__Task description__: Count the lines in the data below that contain the string "ymin", and reply with the number alone.

(Image box annotation data)

☆ ☆ ☆

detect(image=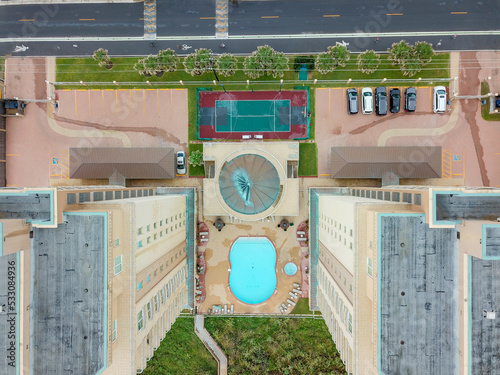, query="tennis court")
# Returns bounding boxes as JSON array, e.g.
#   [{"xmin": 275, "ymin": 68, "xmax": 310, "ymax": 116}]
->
[{"xmin": 197, "ymin": 89, "xmax": 310, "ymax": 139}]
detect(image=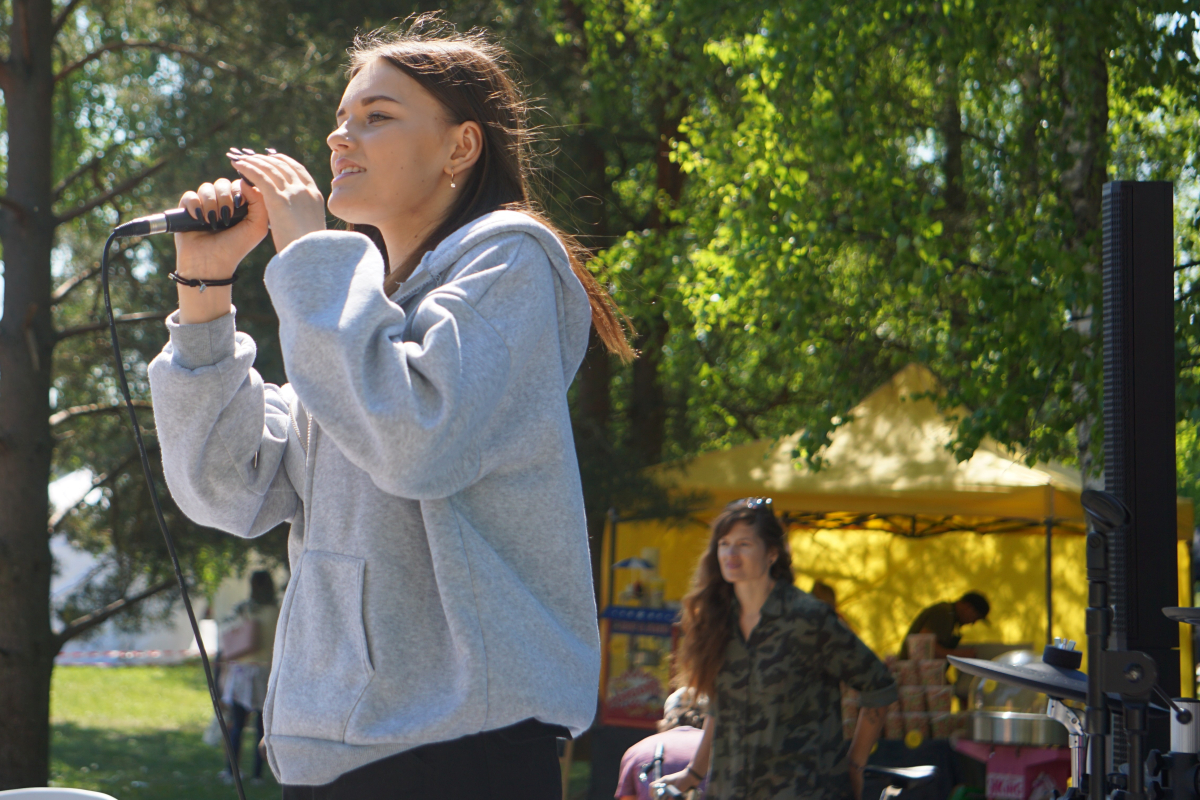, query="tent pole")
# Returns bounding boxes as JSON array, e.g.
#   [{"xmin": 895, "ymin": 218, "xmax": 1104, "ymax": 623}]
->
[{"xmin": 1046, "ymin": 517, "xmax": 1054, "ymax": 644}]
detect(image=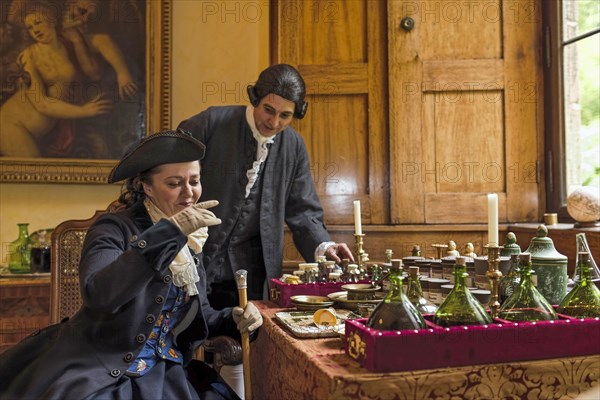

☆ ☆ ☆

__Exercise answer__: 4